* **Given problem 1**
Revise the forum thread on misaligned memory loads, starting with "By: --- (---.delete@this.redheron.com), September" and going on through "to 4.25 GHz.", with "microseconds" put in place of "microsecond".
* **Given problem 2**
Pick up the forum thread on misaligned memory loads where it stops, and write what comes next.

By: --- (---.delete@this.redheron.com), September 20, 2021 7:11 am
Room: Moderated Discussions
Jörn Engel (joern.delete@this.purestorage.com) on September 19, 2021 8:46 pm wrote:
> Anon (no.delete@this.spam.com) on September 19, 2021 5:32 pm wrote:
> > Michael S (already5chosen.delete@this.yahoo.com) on September 19, 2021 4:46 pm wrote:
> > > > It's a night here now.
> > >
> > > So, I measured time, in microsecond, of summation of 8,000,000 L1D-resident 64-bit numbers
> > > (16,000 B buffer, summation repeated 4,000 times) at different alignments and using different
> > > access/arithmetic width. CPU - Skylake Client (Xeon E-2176G) downclocked to 4.25 GHz.
> > >
> > > Here are results:
> > > 8-byte (64b) accesses:
> > > 0 1064
> > > 1 1170
> > >
> > > 16-byte (128b) accesses:
> > > 0 483
> > > 1 701
> > >
> > > 32-byte (256b) accesses:
> > > 0 256
> > > 1 468
> > >
> > > Misalignment penalty [of streaming add):
> > > 8-byte - 1.10x
> > > 16-byte - 1.45x
> > > 32-byte - 1.83x
>
> Thank you!
>
> > I think you should point out when the access cross a cache line or not.
>
> Interesting idea. With 8-byte access, roughly 12.5% off accesses should cross a cacheline. Ratio goes
> up with access size, as does the misalignment penalty. The numbers don't quite match up, but a lot of
> the measurements could be explained if performance was limited by the numbers of cachelines read.
>
> 1064 - 1.77 cachelines / cycle
> 1170 - 1.81 cachelines / cycle
> 483 - 1.95 cachelines / cycle
> 701 - 1.67 cachelines / cycle
> 256 - 1.83 cachelines / cycle
> 468 - 1.51 cachelines / cycle
>
> Not sure. I'll have to play around with the code a bit.
As always, true understanding requires knowing exactly what you want to test.
One dimension is crossing "units", from bank (probably 8B aligned with Intel) to cache line to page.
A second dimension is latency vs throughput. Latency may remain the same while throughput is halved (ie a mis-aligned load uses two "units" of some constrained resource). Of course the extent to which this affects real code depends on how aggressively you are approaching load bandwidth.
If you really want to go all in, you then have to cover the issue of load/store dependencies, and what happens when those dependencies are partial...

* **Stored records**
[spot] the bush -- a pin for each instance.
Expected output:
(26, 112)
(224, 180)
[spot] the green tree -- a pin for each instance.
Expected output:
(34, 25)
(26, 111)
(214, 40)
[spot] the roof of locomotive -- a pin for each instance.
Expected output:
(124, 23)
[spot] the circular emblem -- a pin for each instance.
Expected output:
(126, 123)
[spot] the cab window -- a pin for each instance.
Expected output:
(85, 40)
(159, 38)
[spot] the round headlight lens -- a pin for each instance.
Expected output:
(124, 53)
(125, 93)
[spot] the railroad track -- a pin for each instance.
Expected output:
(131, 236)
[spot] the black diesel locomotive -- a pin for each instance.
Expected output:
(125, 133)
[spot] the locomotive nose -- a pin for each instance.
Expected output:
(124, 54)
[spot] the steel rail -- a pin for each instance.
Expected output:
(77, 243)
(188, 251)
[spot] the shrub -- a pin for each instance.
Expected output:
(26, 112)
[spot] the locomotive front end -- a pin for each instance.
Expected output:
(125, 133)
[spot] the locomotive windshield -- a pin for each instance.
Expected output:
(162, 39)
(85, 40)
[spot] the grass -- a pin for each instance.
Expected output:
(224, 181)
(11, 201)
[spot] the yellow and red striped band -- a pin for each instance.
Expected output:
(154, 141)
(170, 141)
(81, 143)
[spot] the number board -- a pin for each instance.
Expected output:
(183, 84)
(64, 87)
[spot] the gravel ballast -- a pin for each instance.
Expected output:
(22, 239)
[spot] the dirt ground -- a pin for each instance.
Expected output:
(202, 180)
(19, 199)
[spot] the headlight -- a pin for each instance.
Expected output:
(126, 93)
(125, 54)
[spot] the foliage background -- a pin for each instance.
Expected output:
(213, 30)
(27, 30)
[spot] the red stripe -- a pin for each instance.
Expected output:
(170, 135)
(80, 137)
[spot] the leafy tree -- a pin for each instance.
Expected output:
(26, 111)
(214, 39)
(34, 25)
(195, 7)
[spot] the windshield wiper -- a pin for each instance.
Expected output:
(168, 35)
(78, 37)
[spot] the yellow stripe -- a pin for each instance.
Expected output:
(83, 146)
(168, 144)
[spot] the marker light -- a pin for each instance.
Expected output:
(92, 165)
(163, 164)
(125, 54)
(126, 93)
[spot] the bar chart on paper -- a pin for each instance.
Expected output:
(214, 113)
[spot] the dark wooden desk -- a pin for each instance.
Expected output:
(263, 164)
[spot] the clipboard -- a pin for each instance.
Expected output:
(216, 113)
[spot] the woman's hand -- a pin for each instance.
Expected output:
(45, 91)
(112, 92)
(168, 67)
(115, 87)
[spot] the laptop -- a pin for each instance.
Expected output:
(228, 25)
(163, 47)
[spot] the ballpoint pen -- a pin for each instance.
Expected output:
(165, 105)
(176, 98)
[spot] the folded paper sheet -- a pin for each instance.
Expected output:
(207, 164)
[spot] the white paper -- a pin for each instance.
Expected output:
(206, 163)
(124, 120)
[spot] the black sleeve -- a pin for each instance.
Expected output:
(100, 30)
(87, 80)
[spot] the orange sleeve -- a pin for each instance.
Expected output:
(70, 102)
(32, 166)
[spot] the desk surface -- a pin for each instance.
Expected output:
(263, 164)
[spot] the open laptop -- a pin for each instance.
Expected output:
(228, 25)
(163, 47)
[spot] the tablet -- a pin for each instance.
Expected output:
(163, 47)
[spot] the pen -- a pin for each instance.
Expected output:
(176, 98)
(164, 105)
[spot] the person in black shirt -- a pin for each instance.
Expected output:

* **Output 1**
By: --- (---.delete@this.redheron.com), September 20, 2021 7:11 am
Room: Moderated Discussions
Jörn Engel (joern.delete@this.purestorage.com) on September 19, 2021 8:46 pm wrote:
> Anon (no.delete@this.spam.com) on September 19, 2021 5:32 pm wrote:
> > Michael S (already5chosen.delete@this.yahoo.com) on September 19, 2021 4:46 pm wrote:
> > > > It's a night here now.
> > >
> > > So, I measured time, in microseconds, of summation of 8,000,000 L1D-resident 64-bit numbers
> > > (16,000 B buffer, summation repeated 4,000 times) at different alignments and using different
> > > access/arithmetic width. CPU - Skylake Client (Xeon E-2176G) downclocked to 4.25 GHz.

* **Output 2**
----------------
It’s natural to believe that the basic unit of a cache is the cache line (say 64B) and that reading from that is like reading from an array. But in fact most designs split a cache line into multiple smaller pieces that are somewhat independently addressable, either for power reasons or for banking reasons (ie to allow multiple independent accesses into the same line in a cycle).
Intel up till, I think Sandy Bridge, banked by 8B units (ie imagine the stack of cache lines 64B wide, split them at 8B boundaries, and these 8 sub-arrays form 8 independently addressable banks). This was subject to frequent (ie noticeable) bank collisions (two accesses want to hit the same bank, perhaps in the same row, perhaps in different rows). This was somehow improved in Sandy Bridge and later — though apparently it’s still based on 8B wide units, and details remain uncertain/unknown.
It’s not clear, in such a design, that a load that crosses two banks would automatically cost no extra cycles (perhaps the logic to shift and stitch two loads together might require an extra cycle?)
This is even more true in really old (by our standards) designs which can sustain only one access (or perhaps one load and one store) per cycle, so may have to run the load twice to get the two pieces before stitching them.
In the case of Apple (this is probably just as true of other manufacturers) we can see from the patent record how they do this.
Apple has two attempts:
The first is 2005 https://patents.google.com/patent/US8117404B2.
Notable features are
– use of a predictor to track loads or stores that will cross cache line boundaries
– if the predictor fires then crack the instruction into three parts that load low, load high, and stitch.
In other words
– already at this stage (2005) the problem is when crossing a line. Within line is not a problem — we’ll see why.
– crossing a line is handled slowly but by reusing existing CPU functionality.
The 2011 patent, https://patents.google.com/patent/US9131899B2 , is much more slick. Here the important parts are:
– the cache is defined as two banks, one holding even lines, one holding odd lines. Regardless of their interior sub-banking, these two banks can be accessed in parallel.
– the array holding addresses for the store queue has a structure that can also describe both an even line and an odd line, with the store data held in a separate array.
These mean that
– a load that straddles lines (and in the usual case of both lines in cache) can access both banks in parallel and pick up the data, and stitch it within cycle time. ie you don’t even pay a penalty for crossing cache lines.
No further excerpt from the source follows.